Точно также какой-нибудь слепой от рождения может уверять нас, что не испытывает ни особого желания наслаждаться видимым миром, ни глубокого сожаления о том, что никогда не имел такого удовольствия, и этому надо верить, ибо невозможно желать того, что нам абсолютно неизвестно; но тот, кому хоть однажды в жизни – в юности или еще когда – довелось испытать веру в бессмертие души, не может заставить меня поверить в то, что он может без нее обойтись. В этом смысле едва ли возможно, чтобы такая врожденная слепота не была бы у нас лишь редким исключением. И человек, абсолютно и всецело рациональный, является не более, чем редким исключением.
Гораздо более искренни те, по словам которых, «об этом не стоит говорить, чтоб не терять время и не тратить силы понапрасну; будем поступать, как должно, и пусть будет, что будет»; но эта искренность таит в себе еще более глубокую неискренность. Разве сказав «об этом не стоит говорить», можно добиться того, чтобы человек об этом не думал? Мы будем понапрасну тратить силы? Ну и что? Мы будем неспособны к человеческой деятельности? Ну и что? Хорошенькое дело – сказать человеку, что у него смертельный недуг, который неминуемо сократит ему жизнь, и рассчитывать на то, чтоб, зная об этом, он об этом не думал!

_Задание 1_
Выпишите дословно участок отрывка о вере в бессмертие души от «Гораздо более искренни» до «этом не думал!» включительно.
Листинг никак не связан с приведенным отрывком.

_Данные для работы_
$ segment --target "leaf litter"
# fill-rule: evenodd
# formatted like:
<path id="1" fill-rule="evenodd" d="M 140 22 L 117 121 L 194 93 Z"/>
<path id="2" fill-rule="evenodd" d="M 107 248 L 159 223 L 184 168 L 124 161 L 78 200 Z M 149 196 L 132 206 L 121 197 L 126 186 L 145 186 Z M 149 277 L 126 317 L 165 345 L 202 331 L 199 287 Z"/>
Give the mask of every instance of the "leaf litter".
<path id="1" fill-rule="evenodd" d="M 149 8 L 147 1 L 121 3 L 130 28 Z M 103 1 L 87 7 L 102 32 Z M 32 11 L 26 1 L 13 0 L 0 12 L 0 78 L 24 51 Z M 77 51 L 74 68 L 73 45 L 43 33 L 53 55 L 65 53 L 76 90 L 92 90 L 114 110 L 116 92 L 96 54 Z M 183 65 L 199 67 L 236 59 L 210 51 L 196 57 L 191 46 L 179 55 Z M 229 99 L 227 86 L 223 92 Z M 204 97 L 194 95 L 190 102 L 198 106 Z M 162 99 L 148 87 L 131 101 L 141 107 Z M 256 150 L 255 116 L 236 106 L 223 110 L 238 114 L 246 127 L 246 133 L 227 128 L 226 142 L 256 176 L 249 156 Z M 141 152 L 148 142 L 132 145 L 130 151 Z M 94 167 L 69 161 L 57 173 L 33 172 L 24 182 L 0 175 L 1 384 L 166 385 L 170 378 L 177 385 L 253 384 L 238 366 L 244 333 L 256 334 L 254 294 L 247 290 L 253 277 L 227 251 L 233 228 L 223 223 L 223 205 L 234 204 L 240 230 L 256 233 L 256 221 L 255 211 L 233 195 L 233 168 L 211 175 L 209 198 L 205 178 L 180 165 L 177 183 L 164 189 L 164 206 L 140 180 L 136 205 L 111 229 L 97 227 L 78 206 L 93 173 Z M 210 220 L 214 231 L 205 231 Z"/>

_Задание 2_
Какие строки листинга содержат слово «litter»? Извлеките их все.

_Ответ 1_
Гораздо более искренни те, по словам которых, «об этом не стоит говорить, чтоб не терять время и не тратить силы понапрасну; будем поступать, как должно, и пусть будет, что будет»; но эта искренность таит в себе еще более глубокую неискренность. Разве сказав «об этом не стоит говорить», можно добиться того, чтобы человек об этом не думал? Мы будем понапрасну тратить силы? Ну и что? Мы будем неспособны к человеческой деятельности? Ну и что? Хорошенькое дело – сказать человеку, что у него смертельный недуг, который неминуемо сократит ему жизнь, и рассчитывать на то, чтоб, зная об этом, он об этом не думал!

_Ответ 2_
$ segment --target "leaf litter"
Give the mask of every instance of the "leaf litter".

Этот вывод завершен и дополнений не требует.